* Your goal
Please repeat without changes the rows from the line with "TARGET = blue sky" through the last row, including both ends. Leave the pictures out of your copy.

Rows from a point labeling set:
============
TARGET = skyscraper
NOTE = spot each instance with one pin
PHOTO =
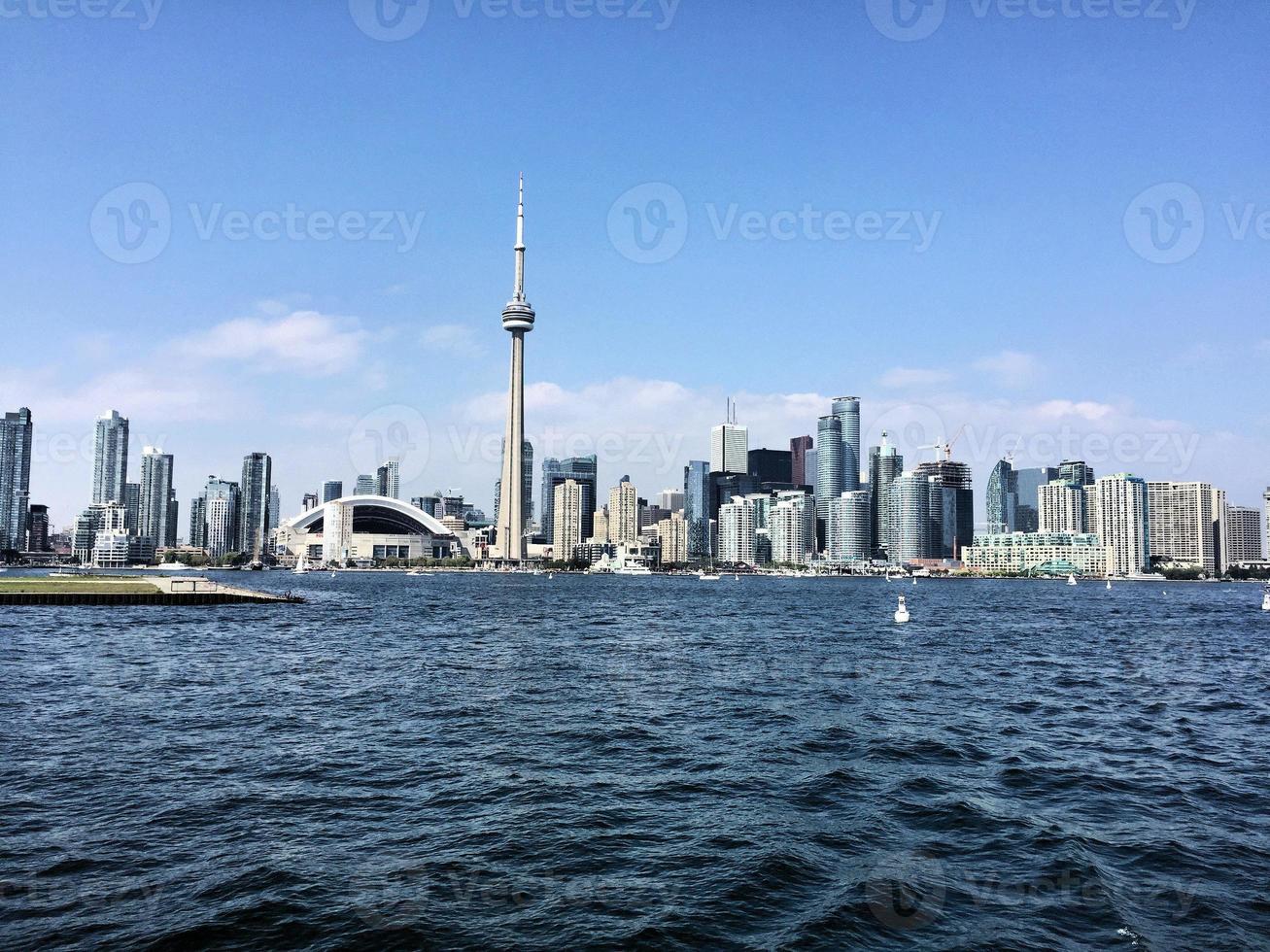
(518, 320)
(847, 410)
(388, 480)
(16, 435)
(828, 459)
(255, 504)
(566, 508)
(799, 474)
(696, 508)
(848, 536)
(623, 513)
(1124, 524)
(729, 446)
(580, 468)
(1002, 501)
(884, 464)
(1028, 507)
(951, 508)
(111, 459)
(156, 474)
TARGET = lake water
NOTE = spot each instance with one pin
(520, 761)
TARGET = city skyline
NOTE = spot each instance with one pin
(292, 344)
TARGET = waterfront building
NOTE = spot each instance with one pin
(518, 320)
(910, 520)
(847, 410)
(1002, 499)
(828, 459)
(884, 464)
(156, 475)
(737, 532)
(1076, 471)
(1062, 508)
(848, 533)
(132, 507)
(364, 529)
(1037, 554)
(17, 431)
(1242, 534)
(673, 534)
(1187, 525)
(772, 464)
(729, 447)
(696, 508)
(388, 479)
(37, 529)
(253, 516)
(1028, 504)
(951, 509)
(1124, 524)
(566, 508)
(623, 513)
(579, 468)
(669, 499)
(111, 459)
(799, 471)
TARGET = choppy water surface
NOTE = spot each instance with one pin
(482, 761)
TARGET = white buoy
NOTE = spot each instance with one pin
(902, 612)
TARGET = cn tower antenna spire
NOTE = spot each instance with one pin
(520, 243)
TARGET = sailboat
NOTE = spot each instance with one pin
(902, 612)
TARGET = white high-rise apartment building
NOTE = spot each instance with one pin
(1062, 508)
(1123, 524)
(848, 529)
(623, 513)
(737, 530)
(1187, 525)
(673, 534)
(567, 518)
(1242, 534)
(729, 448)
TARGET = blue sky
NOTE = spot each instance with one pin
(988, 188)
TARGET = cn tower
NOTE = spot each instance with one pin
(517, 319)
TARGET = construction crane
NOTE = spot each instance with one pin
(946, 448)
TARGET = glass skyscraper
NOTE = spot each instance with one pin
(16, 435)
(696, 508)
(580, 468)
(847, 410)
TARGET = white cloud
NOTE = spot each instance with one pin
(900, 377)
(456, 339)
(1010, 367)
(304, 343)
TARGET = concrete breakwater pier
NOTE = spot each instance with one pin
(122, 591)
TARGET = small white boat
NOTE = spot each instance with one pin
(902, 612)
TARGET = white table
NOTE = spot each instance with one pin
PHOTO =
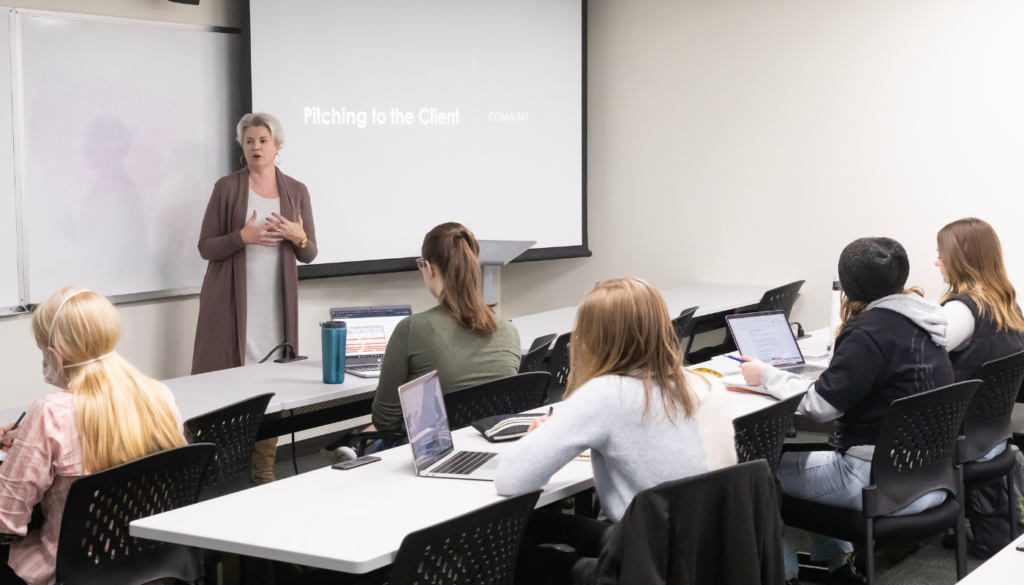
============
* Solution
TARGET = blue sky
NOTE = spot each instance with one pin
(988, 188)
TARGET = cn tower
NOTE = spot each instance with one pin
(517, 319)
TARGET = construction crane
NOTE = spot each instance with one pin
(946, 448)
TARGET = glass skyscraper
NOTE = spot each instance with one pin
(16, 435)
(696, 508)
(580, 468)
(847, 410)
TARGET = white cloud
NOTE = spot each instance with one pin
(900, 377)
(456, 339)
(1010, 367)
(304, 343)
TARGET = concrete breakwater pier
NOTE = spot each instance with one pin
(122, 591)
TARGET = small white boat
NOTE = spot each instance with one pin
(902, 612)
TARGET = white table
NOTE = spot each instance with one pin
PHOTO =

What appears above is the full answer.